* PROBLEM STATEMENT
Copy only what runs from the line containing "of the leafy" through the end of the material below, line for line, with both ends included.

Object pointing dataset rows
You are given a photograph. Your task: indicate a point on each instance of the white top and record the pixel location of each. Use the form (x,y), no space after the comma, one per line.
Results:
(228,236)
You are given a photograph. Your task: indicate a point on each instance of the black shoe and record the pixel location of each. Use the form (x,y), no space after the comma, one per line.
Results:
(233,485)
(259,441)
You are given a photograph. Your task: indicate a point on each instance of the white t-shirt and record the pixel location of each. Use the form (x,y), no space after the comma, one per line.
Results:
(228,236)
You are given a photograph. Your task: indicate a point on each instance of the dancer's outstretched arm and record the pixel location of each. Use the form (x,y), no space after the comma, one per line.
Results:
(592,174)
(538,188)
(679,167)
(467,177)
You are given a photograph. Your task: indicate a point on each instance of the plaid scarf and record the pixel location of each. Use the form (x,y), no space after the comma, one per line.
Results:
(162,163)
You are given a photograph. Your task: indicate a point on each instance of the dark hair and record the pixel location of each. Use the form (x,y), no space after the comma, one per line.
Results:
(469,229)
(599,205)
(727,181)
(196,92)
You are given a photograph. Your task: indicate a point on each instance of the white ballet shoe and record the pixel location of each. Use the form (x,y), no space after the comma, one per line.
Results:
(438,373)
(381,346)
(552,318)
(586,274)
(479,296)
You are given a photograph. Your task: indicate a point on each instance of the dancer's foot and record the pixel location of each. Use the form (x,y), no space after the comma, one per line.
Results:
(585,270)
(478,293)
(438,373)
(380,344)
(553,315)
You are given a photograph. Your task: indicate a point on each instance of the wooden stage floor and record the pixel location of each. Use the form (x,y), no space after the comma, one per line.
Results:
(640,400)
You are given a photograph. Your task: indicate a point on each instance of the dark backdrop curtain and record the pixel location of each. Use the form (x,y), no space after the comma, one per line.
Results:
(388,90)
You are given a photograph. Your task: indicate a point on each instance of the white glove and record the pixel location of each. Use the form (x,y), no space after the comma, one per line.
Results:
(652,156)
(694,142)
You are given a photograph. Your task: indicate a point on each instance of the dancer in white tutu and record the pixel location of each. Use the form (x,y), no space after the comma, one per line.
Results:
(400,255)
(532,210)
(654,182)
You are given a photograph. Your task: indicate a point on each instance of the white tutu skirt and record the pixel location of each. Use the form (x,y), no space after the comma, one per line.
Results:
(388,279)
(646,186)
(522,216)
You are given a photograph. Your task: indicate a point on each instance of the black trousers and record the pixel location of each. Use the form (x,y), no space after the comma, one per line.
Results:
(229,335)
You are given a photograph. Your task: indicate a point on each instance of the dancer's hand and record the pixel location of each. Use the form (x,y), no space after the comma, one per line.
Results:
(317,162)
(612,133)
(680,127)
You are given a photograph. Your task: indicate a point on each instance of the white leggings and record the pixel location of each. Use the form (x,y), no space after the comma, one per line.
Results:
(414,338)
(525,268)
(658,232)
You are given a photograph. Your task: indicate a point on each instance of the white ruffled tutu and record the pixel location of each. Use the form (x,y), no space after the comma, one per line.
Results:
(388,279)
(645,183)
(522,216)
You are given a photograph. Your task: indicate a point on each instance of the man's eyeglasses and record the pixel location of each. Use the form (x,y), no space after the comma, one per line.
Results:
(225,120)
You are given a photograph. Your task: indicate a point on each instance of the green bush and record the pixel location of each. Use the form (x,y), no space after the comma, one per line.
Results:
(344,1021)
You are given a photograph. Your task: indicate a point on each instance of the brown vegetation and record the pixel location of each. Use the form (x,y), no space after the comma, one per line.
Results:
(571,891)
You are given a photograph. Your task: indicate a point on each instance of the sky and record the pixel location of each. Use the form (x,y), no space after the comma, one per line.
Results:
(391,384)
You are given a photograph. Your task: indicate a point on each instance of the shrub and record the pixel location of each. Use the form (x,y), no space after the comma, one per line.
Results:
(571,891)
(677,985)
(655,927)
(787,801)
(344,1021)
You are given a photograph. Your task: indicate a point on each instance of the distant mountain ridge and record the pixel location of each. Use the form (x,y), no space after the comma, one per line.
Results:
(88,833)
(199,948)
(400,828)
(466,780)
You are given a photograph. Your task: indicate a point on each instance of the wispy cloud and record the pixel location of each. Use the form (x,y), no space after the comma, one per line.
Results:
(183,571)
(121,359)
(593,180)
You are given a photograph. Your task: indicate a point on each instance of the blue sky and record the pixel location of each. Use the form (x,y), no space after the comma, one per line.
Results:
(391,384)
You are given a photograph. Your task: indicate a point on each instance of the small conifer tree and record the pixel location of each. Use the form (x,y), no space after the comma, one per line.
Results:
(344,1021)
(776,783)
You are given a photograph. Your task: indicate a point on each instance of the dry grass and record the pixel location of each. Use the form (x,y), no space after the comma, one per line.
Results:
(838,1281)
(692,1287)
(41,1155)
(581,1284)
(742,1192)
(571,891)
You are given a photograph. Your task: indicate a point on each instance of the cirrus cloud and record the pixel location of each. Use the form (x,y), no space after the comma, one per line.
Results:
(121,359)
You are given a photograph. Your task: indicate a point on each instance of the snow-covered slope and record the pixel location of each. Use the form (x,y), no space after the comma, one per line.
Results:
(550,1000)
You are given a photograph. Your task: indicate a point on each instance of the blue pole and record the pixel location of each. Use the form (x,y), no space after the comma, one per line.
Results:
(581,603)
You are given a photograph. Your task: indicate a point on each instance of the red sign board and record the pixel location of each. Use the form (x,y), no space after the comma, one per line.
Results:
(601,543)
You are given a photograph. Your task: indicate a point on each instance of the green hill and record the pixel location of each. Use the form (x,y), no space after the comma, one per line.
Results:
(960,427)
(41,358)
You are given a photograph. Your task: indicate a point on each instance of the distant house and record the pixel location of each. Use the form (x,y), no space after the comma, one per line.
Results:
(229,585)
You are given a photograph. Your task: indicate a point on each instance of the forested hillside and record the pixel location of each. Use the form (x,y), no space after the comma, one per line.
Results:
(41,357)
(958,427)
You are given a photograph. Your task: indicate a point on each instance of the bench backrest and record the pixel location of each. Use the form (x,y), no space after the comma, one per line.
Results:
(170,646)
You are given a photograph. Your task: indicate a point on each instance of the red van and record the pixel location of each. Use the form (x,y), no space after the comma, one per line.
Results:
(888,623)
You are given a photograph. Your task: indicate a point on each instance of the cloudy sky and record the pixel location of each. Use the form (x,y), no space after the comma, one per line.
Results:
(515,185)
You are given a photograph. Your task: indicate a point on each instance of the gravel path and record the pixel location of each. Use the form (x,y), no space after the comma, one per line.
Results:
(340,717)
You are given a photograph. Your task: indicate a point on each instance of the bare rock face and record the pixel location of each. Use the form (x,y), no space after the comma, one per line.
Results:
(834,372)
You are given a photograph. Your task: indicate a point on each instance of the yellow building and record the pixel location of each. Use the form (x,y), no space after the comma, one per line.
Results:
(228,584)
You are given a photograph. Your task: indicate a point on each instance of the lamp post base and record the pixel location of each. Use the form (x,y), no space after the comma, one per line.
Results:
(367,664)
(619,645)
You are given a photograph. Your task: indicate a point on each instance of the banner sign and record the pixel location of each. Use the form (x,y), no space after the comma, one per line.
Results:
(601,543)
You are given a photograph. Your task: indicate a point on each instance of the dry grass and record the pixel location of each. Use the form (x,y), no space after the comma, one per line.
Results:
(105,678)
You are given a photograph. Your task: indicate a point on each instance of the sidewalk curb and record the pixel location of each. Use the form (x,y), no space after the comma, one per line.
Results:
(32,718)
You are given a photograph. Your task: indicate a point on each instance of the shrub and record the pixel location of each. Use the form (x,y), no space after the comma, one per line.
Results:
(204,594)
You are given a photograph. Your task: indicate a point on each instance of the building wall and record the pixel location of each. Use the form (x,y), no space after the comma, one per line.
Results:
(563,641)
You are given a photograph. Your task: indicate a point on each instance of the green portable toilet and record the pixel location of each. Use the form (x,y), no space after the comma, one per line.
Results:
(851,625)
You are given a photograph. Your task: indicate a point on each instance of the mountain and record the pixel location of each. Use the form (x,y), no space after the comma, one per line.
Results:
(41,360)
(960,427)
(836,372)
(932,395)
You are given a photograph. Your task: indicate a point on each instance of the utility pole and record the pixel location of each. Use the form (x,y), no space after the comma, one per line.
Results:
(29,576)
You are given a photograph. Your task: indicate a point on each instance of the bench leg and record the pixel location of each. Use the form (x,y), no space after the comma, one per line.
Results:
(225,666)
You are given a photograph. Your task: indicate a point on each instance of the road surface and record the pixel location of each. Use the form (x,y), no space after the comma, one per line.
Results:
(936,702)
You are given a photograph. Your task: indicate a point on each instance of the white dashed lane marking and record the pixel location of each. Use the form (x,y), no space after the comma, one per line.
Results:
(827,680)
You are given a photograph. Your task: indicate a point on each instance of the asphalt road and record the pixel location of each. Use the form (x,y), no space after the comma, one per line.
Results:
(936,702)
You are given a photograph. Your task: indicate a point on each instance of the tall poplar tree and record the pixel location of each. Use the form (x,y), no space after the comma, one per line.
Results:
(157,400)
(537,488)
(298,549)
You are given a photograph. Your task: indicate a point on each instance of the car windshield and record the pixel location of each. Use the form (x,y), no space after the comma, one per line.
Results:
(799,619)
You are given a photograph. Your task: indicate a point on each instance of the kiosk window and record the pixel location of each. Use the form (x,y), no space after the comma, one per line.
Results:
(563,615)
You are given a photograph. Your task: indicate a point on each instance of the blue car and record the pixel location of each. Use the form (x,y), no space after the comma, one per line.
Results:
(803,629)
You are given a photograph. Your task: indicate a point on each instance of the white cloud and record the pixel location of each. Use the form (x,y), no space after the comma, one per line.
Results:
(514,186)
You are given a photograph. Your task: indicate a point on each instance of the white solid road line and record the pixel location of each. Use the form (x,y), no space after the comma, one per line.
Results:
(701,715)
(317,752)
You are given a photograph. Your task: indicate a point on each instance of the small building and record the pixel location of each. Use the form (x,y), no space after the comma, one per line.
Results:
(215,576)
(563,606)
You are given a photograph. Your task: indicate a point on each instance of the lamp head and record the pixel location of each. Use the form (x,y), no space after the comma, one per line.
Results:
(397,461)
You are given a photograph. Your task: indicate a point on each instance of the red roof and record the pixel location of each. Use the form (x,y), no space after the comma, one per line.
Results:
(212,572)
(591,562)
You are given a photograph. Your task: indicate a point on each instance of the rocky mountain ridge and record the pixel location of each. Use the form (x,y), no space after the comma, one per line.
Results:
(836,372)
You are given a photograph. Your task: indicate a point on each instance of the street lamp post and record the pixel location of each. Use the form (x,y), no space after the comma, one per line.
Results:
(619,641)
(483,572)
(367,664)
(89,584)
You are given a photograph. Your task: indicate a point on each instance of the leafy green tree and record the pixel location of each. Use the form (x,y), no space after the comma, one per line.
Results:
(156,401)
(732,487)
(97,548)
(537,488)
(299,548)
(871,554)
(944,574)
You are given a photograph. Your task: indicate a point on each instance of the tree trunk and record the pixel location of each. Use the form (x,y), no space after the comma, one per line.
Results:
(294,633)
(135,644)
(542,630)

* ANSWER FOR THIS EXERCISE
You are given a photograph. Your task: indicate a point on each instance of the leafy green tree and record the pixel location of each. Use the form (x,y), no space after the comma, one per line.
Results:
(156,401)
(732,487)
(97,548)
(537,488)
(299,548)
(871,554)
(944,574)
You are given a photograph. Your task: indicate a point on each instance of the tree trunk and record the pixel location of each. Use the form (x,y), no space after the comma, one per line.
Results:
(294,633)
(135,644)
(542,630)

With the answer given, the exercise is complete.